— begin SELECTED EXTRACT —

The 108th New York Infantry Regiment was an infantry regiment in the Union Army during the American Civil War.

Formation
The 108th New York Infantry was organized at Camp Fitz John Porter in Rochester, New York, and mustered in for three years service on August 18, 1862, under the command of Colonel Oliver Hazard Palmer.

The regiment was attached to Whipple's Command, Defenses of Washington, D.C., to September 1862. 2nd Brigade, 3rd Division, II Corps, Army of the Potomac, to March 1864. 3rd Brigade, 2nd Division, II Corps, to May 1865.

The 108th New York Infantry mustered out of service on May 28, 1865. Veterans and recruits were transferred to the 59th New York Infantry.

— end SELECTED EXTRACT —

> [WORK TO DO]
(A) Copy the part of the regiment history between "The regiment was" and "New York Infantry.", inclusive.
(B) Return every line of the rows that contains the word "pediment".
The regiment history and the rows below have nothing to do with each other.

— begin RECORD EXTRACTS —

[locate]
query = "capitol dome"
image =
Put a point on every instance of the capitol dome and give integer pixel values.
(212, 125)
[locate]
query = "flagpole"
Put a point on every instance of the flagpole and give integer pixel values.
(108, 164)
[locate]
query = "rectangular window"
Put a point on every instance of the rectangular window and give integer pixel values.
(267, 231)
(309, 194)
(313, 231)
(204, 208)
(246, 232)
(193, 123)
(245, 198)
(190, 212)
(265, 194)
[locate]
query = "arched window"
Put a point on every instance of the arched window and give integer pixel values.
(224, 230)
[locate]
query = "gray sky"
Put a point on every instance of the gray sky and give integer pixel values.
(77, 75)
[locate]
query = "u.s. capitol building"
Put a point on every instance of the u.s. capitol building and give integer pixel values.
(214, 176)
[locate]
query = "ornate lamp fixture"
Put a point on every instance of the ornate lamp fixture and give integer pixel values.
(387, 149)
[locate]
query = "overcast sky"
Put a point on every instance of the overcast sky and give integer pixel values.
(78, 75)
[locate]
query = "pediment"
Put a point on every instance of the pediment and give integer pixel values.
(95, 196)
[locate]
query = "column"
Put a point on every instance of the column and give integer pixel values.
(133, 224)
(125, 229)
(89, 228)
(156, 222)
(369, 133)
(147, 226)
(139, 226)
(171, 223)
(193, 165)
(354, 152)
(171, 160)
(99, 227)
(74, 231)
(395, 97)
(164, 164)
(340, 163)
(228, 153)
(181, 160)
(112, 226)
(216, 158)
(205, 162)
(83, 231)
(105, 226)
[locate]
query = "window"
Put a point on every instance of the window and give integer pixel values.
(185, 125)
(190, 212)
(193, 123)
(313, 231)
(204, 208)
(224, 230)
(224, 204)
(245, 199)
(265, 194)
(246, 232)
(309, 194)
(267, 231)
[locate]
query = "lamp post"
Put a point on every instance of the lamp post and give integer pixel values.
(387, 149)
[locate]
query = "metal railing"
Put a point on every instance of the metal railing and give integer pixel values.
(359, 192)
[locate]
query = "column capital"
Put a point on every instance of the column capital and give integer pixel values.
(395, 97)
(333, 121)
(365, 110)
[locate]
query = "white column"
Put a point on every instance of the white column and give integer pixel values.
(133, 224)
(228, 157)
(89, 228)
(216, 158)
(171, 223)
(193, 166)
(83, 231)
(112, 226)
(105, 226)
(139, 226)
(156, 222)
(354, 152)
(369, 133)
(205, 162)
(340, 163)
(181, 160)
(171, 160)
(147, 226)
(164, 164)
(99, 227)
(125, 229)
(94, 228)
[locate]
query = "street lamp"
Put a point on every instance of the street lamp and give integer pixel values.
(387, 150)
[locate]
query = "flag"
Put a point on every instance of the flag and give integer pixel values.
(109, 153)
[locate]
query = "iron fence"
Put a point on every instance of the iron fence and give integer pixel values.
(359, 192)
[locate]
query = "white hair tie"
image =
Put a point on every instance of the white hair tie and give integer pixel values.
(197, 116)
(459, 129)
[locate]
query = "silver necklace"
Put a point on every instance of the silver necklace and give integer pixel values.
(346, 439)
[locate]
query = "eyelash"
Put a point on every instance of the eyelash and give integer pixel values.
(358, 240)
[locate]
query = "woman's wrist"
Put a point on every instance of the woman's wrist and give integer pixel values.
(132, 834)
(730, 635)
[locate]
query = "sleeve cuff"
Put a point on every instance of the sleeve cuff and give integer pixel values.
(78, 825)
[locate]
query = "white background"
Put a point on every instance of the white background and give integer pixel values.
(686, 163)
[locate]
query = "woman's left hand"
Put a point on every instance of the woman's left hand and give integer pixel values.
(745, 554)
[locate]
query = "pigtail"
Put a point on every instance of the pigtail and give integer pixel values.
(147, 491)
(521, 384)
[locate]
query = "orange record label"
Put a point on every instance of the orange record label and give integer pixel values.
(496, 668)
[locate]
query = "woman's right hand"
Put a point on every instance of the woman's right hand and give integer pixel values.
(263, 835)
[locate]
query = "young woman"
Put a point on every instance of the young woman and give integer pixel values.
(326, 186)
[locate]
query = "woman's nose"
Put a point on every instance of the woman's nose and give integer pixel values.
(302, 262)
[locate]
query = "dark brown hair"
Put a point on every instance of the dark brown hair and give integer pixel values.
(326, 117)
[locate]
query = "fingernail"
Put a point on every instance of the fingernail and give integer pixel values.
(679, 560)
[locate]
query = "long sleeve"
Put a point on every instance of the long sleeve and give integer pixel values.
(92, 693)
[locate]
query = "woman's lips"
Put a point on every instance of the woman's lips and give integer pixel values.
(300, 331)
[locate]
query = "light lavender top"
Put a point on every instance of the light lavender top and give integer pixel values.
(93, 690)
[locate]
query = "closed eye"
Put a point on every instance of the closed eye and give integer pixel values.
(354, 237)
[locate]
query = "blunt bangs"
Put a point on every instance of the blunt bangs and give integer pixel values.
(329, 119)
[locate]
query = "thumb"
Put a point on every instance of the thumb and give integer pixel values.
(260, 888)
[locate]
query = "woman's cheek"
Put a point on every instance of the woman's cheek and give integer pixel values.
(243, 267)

— end RECORD EXTRACTS —

> [SOLUTIONS BY TASK]
(A)
The regiment was attached to Whipple's Command, Defenses of Washington, D.C., to September 1862. 2nd Brigade, 3rd Division, II Corps, Army of the Potomac, to March 1864. 3rd Brigade, 2nd Division, II Corps, to May 1865.

The 108th New York Infantry mustered out of service on May 28, 1865. Veterans and recruits were transferred to the 59th New York Infantry.

(B)
query = "pediment"
Put a point on every instance of the pediment and give integer pixel values.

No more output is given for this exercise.